Problem details:
Which lines below contain the word "forewing"? Copy each one.

START Given records

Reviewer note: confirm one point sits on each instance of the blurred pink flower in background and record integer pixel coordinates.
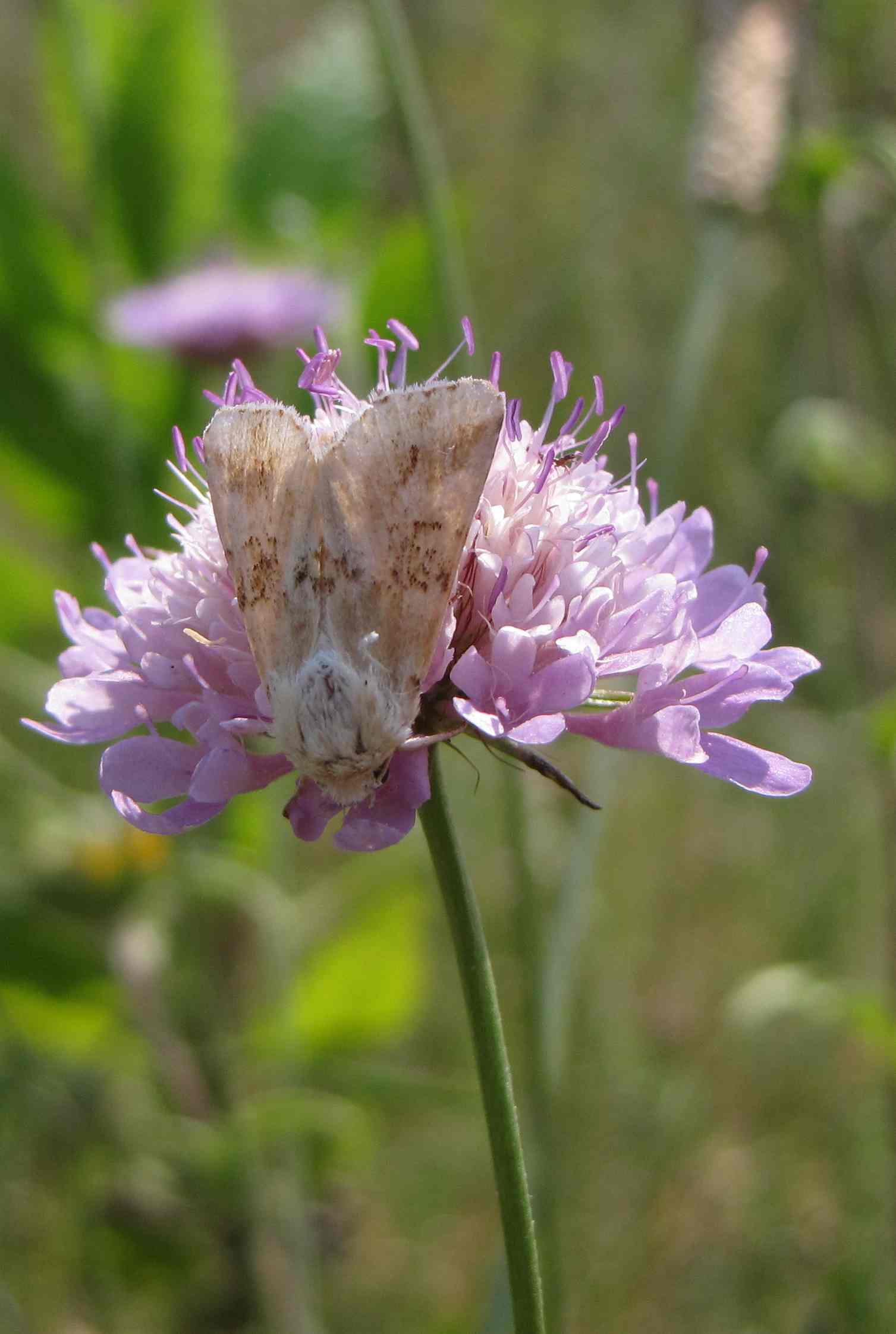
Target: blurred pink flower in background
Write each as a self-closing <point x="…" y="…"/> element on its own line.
<point x="575" y="610"/>
<point x="222" y="310"/>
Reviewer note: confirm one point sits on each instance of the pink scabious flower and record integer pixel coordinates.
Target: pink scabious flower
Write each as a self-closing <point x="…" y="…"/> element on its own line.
<point x="223" y="309"/>
<point x="574" y="611"/>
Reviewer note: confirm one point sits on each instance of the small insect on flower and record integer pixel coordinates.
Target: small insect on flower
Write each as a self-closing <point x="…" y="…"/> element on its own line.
<point x="344" y="553"/>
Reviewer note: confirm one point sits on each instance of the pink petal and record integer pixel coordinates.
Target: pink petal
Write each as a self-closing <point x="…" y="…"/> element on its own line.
<point x="488" y="723"/>
<point x="539" y="731"/>
<point x="672" y="731"/>
<point x="226" y="772"/>
<point x="740" y="635"/>
<point x="756" y="770"/>
<point x="180" y="818"/>
<point x="149" y="769"/>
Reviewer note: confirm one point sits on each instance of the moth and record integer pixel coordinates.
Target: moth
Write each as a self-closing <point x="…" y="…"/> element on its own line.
<point x="344" y="549"/>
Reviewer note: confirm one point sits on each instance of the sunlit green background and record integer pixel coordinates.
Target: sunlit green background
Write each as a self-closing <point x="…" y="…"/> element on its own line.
<point x="237" y="1090"/>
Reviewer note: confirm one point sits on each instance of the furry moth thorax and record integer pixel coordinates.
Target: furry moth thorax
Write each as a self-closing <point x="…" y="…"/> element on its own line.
<point x="338" y="725"/>
<point x="343" y="550"/>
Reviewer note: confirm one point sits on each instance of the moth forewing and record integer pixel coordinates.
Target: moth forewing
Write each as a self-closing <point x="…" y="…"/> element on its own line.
<point x="344" y="561"/>
<point x="262" y="468"/>
<point x="404" y="486"/>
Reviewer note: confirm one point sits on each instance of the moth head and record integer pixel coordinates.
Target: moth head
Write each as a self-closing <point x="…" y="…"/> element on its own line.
<point x="340" y="725"/>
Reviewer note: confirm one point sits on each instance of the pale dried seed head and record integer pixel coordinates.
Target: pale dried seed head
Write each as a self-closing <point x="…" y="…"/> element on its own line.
<point x="747" y="68"/>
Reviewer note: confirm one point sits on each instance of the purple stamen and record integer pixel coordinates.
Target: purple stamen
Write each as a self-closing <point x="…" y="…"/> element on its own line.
<point x="546" y="468"/>
<point x="595" y="442"/>
<point x="182" y="505"/>
<point x="99" y="554"/>
<point x="142" y="714"/>
<point x="399" y="373"/>
<point x="180" y="449"/>
<point x="513" y="420"/>
<point x="403" y="332"/>
<point x="762" y="556"/>
<point x="319" y="378"/>
<point x="570" y="424"/>
<point x="383" y="346"/>
<point x="562" y="370"/>
<point x="606" y="530"/>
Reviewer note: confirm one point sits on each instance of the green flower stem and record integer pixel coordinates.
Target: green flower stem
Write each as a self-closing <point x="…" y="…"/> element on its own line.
<point x="539" y="1094"/>
<point x="491" y="1057"/>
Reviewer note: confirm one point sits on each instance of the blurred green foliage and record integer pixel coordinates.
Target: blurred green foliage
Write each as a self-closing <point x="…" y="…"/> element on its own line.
<point x="235" y="1085"/>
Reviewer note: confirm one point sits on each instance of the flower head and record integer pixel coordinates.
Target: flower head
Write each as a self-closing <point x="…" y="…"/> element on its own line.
<point x="574" y="610"/>
<point x="222" y="309"/>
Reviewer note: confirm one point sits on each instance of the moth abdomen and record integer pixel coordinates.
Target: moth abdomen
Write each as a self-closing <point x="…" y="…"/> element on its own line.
<point x="338" y="725"/>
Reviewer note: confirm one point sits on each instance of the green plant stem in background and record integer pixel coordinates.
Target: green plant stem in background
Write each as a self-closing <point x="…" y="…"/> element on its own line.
<point x="427" y="152"/>
<point x="491" y="1057"/>
<point x="539" y="1090"/>
<point x="699" y="335"/>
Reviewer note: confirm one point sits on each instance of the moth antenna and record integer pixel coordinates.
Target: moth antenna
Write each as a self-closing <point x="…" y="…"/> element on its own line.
<point x="469" y="761"/>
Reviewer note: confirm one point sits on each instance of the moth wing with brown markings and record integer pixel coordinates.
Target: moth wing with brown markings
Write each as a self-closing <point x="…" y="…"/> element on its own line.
<point x="263" y="470"/>
<point x="398" y="495"/>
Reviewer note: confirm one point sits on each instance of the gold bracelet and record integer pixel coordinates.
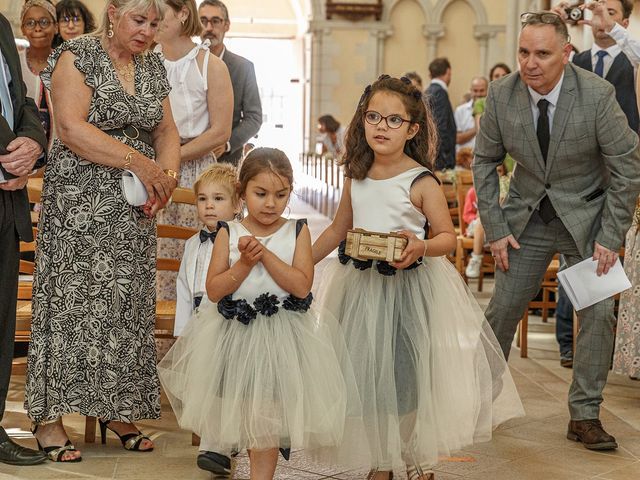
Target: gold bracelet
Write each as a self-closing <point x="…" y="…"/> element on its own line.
<point x="128" y="158"/>
<point x="172" y="173"/>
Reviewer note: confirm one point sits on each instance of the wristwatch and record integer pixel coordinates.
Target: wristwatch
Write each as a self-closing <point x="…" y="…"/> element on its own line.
<point x="172" y="173"/>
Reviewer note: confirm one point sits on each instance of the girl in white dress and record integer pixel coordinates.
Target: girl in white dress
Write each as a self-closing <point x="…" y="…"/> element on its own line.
<point x="202" y="106"/>
<point x="430" y="372"/>
<point x="258" y="368"/>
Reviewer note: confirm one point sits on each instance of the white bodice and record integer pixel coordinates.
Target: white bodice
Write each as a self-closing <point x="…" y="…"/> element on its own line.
<point x="385" y="205"/>
<point x="282" y="243"/>
<point x="188" y="92"/>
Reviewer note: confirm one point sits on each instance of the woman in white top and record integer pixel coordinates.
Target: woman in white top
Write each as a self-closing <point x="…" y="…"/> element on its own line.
<point x="202" y="106"/>
<point x="38" y="24"/>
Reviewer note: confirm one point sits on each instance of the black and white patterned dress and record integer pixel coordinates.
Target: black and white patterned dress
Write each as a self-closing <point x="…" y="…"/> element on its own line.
<point x="92" y="347"/>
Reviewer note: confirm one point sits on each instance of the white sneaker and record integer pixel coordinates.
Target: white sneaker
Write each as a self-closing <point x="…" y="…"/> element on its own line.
<point x="473" y="267"/>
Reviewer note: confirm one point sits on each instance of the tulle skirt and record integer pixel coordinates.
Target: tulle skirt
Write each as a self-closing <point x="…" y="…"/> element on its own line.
<point x="282" y="381"/>
<point x="431" y="375"/>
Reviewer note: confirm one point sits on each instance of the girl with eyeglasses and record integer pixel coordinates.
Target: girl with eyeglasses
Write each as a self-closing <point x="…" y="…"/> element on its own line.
<point x="74" y="19"/>
<point x="38" y="24"/>
<point x="430" y="372"/>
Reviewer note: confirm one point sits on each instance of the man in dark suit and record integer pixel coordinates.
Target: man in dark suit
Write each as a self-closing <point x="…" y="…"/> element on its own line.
<point x="438" y="98"/>
<point x="247" y="109"/>
<point x="607" y="60"/>
<point x="22" y="141"/>
<point x="573" y="192"/>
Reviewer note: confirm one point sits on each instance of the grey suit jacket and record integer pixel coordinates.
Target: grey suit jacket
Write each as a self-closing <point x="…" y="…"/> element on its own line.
<point x="592" y="172"/>
<point x="247" y="108"/>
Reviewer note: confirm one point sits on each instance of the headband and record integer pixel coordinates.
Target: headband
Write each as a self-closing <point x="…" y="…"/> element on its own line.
<point x="48" y="6"/>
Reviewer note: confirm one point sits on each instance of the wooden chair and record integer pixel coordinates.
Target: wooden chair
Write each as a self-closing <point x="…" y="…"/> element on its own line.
<point x="549" y="285"/>
<point x="23" y="308"/>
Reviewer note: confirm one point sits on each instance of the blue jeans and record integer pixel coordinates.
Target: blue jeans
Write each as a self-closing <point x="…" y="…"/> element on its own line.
<point x="564" y="318"/>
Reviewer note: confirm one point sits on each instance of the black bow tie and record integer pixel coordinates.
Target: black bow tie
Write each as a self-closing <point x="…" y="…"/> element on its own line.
<point x="206" y="235"/>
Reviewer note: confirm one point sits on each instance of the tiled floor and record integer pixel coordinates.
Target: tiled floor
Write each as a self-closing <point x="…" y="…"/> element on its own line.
<point x="533" y="447"/>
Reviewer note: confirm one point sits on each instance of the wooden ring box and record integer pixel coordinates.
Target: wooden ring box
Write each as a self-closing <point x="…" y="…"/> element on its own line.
<point x="364" y="245"/>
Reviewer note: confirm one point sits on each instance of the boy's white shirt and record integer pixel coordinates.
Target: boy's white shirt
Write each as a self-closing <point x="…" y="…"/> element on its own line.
<point x="185" y="284"/>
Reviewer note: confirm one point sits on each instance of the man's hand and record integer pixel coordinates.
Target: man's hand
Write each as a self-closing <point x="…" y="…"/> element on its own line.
<point x="22" y="156"/>
<point x="500" y="251"/>
<point x="601" y="20"/>
<point x="219" y="150"/>
<point x="605" y="257"/>
<point x="15" y="183"/>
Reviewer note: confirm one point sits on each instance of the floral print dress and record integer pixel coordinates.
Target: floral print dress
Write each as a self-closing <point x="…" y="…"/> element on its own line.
<point x="626" y="359"/>
<point x="92" y="347"/>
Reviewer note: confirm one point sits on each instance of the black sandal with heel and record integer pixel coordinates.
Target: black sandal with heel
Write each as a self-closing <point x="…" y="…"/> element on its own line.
<point x="54" y="452"/>
<point x="130" y="441"/>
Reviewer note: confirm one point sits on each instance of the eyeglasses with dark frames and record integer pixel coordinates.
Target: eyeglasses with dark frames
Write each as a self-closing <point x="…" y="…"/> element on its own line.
<point x="534" y="18"/>
<point x="393" y="121"/>
<point x="214" y="21"/>
<point x="66" y="19"/>
<point x="545" y="18"/>
<point x="43" y="22"/>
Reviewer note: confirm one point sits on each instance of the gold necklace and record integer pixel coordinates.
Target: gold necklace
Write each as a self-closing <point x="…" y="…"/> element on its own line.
<point x="126" y="71"/>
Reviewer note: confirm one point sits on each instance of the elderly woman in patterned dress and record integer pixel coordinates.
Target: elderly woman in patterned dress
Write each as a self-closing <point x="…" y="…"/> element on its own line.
<point x="626" y="358"/>
<point x="92" y="348"/>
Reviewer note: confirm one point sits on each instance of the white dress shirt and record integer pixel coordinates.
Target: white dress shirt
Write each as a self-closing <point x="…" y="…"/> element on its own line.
<point x="613" y="51"/>
<point x="5" y="96"/>
<point x="629" y="46"/>
<point x="465" y="121"/>
<point x="551" y="97"/>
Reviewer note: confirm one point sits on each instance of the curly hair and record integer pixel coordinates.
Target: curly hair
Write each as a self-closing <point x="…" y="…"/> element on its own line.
<point x="261" y="160"/>
<point x="422" y="147"/>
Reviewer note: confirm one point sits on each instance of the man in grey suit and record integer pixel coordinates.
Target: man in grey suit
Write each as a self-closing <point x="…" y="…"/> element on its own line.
<point x="247" y="109"/>
<point x="573" y="192"/>
<point x="438" y="97"/>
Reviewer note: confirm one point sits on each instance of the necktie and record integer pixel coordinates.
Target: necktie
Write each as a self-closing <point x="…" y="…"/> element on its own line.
<point x="547" y="212"/>
<point x="543" y="127"/>
<point x="206" y="235"/>
<point x="599" y="70"/>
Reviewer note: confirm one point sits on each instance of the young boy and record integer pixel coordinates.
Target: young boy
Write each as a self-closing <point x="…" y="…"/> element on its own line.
<point x="216" y="200"/>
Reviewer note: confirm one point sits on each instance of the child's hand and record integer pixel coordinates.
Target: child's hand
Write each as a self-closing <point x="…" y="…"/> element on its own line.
<point x="415" y="249"/>
<point x="251" y="250"/>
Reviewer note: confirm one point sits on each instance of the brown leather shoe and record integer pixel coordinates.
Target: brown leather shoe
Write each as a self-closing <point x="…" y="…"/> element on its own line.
<point x="591" y="434"/>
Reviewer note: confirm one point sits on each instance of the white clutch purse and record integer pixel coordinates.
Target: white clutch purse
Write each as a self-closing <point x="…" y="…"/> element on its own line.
<point x="133" y="189"/>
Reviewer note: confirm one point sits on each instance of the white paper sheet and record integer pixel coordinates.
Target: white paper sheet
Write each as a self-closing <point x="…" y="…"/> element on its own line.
<point x="585" y="288"/>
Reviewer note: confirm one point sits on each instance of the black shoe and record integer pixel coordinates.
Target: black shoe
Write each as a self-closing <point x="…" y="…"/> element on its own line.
<point x="566" y="359"/>
<point x="591" y="434"/>
<point x="13" y="454"/>
<point x="215" y="463"/>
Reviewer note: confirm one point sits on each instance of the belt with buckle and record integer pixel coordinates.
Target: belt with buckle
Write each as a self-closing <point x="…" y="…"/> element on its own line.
<point x="132" y="133"/>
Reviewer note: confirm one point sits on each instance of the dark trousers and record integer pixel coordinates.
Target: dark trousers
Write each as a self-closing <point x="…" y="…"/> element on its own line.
<point x="9" y="265"/>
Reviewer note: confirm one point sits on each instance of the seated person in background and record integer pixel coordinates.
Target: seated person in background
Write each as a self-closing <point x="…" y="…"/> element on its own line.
<point x="474" y="227"/>
<point x="332" y="135"/>
<point x="464" y="157"/>
<point x="216" y="200"/>
<point x="416" y="80"/>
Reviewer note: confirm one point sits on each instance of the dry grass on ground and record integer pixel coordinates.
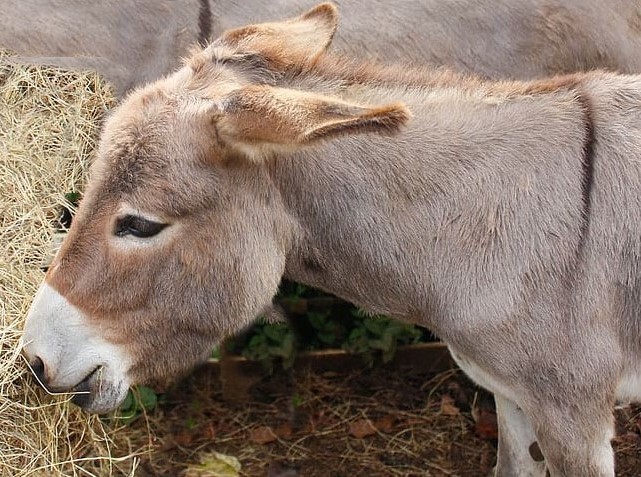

END Given records

Exercise solution:
Reviewer note: confirm one point sits on each instance of the moth forewing and record integer pixel coordinates.
Target: moth forewing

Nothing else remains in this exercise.